**Given task**
Show each line in the material below that contains the word "tree".

(Image box annotation records)
━━━

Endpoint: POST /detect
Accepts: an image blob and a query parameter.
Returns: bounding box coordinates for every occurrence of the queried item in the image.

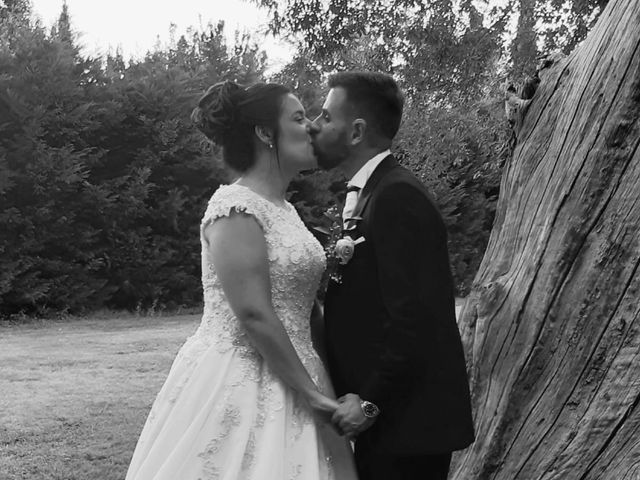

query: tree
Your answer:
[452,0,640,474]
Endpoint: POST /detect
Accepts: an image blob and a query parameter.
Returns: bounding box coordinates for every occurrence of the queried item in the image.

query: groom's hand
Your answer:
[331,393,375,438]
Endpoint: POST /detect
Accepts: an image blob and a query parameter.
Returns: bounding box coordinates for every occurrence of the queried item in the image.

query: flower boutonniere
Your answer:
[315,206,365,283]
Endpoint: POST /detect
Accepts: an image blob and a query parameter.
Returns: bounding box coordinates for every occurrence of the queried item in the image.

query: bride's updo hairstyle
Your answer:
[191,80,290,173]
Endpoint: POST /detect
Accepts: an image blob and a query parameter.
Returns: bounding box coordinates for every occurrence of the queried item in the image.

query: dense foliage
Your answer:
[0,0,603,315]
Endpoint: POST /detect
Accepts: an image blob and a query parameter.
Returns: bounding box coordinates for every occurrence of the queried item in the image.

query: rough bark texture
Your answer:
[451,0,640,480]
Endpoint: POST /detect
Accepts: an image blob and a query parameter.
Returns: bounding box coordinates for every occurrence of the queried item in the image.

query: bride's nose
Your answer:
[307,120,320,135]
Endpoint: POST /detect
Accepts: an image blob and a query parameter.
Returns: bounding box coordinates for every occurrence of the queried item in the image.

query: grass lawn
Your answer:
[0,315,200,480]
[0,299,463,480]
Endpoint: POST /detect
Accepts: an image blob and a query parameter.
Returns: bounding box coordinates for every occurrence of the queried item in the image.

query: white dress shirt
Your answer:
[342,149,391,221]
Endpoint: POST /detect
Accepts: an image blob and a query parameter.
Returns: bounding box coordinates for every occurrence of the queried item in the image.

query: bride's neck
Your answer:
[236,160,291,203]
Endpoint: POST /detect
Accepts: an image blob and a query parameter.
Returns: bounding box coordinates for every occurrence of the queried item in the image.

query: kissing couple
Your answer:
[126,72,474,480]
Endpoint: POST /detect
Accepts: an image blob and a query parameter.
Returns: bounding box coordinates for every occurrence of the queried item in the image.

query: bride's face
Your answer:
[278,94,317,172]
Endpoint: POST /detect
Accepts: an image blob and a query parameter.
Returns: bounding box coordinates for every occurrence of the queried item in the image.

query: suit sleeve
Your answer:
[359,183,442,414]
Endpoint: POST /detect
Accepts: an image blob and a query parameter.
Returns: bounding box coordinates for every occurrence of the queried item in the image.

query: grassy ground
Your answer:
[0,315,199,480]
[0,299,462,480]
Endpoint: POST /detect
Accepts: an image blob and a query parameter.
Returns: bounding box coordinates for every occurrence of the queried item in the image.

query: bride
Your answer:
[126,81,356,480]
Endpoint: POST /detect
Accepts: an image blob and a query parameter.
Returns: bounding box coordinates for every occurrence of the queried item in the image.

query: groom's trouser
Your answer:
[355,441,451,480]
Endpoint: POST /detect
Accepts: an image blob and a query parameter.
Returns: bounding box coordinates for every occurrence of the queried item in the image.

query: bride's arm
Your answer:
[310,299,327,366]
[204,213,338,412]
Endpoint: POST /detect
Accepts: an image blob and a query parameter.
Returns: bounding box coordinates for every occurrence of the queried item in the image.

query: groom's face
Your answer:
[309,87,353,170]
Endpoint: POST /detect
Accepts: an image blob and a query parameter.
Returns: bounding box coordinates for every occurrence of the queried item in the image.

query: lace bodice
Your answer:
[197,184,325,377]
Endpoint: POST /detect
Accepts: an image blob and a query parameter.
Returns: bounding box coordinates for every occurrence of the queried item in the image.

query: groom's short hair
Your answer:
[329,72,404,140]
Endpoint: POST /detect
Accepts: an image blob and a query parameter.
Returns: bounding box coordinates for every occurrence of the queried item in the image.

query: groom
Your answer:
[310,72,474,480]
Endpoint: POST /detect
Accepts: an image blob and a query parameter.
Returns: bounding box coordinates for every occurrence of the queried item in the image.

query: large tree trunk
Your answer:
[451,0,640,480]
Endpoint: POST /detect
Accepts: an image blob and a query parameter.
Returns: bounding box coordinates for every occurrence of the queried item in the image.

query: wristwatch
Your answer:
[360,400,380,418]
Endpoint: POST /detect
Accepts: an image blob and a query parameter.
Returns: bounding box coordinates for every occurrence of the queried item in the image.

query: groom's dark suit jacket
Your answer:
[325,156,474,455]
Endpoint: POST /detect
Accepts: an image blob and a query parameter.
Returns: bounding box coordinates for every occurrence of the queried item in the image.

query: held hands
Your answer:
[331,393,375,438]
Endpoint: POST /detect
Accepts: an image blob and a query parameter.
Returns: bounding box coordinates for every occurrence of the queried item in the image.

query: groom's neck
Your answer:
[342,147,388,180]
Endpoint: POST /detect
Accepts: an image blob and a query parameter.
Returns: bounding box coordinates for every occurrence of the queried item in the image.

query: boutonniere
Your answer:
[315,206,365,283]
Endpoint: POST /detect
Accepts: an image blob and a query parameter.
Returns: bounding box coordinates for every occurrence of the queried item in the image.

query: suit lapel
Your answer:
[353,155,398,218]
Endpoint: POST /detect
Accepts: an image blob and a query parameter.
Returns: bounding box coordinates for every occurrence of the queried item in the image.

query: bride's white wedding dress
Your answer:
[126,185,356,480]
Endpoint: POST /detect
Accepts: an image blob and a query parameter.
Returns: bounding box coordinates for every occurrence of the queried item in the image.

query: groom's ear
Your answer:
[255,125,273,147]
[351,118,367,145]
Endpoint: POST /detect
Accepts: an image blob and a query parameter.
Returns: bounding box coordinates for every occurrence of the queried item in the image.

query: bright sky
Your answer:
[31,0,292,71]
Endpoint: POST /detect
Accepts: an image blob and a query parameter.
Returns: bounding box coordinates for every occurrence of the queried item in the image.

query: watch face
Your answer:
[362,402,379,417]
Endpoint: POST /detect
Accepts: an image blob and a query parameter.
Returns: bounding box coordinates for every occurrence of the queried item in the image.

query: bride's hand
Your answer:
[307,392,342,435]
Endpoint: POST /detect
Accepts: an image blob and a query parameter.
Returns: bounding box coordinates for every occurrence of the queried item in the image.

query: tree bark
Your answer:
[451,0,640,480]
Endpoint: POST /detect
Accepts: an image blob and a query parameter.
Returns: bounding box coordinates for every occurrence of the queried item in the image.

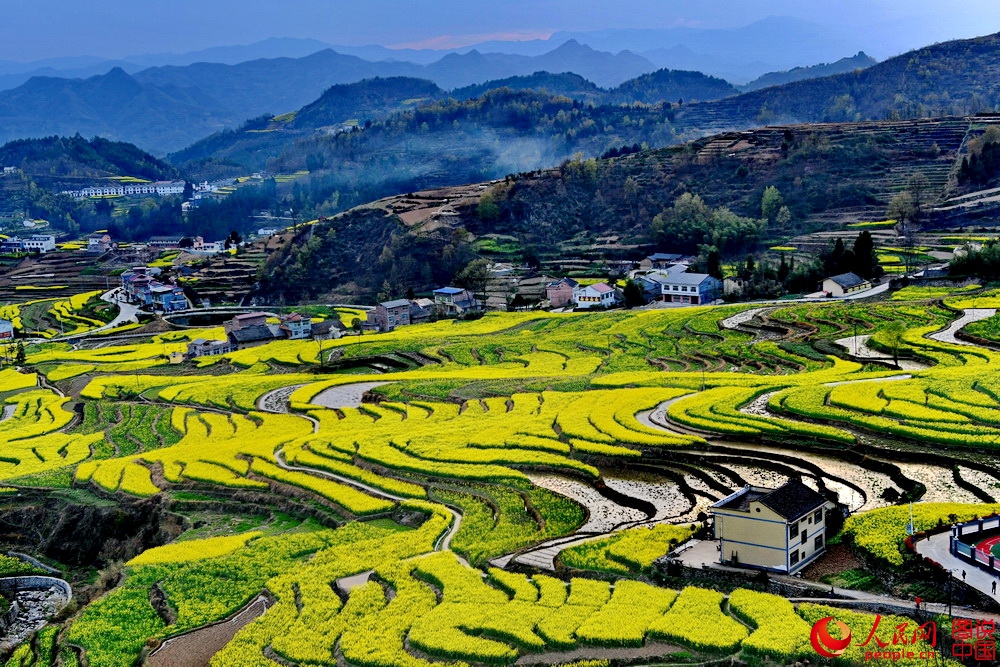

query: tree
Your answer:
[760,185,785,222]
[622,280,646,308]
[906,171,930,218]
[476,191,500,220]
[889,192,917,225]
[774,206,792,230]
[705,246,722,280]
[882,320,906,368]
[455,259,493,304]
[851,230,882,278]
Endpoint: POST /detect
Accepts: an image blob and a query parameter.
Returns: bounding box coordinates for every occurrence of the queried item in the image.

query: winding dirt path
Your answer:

━━━

**Answer for this exercise**
query: tree
query: large tree trunk
query: tree bark
query: tree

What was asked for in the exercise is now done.